>> START

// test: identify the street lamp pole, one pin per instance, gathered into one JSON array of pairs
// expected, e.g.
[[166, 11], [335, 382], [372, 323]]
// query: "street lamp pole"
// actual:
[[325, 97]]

>> END

Exercise directions> Rewrite the rows above, replacing "street lamp pole" with "lamp post" wherever it occurs and leaving everything else unchanged.

Written answer>
// test: identify the lamp post, one pin per instance, gathered into one JSON array of pairs
// expected, e.g.
[[166, 11], [335, 382], [372, 323]]
// query: "lamp post"
// actual:
[[325, 97]]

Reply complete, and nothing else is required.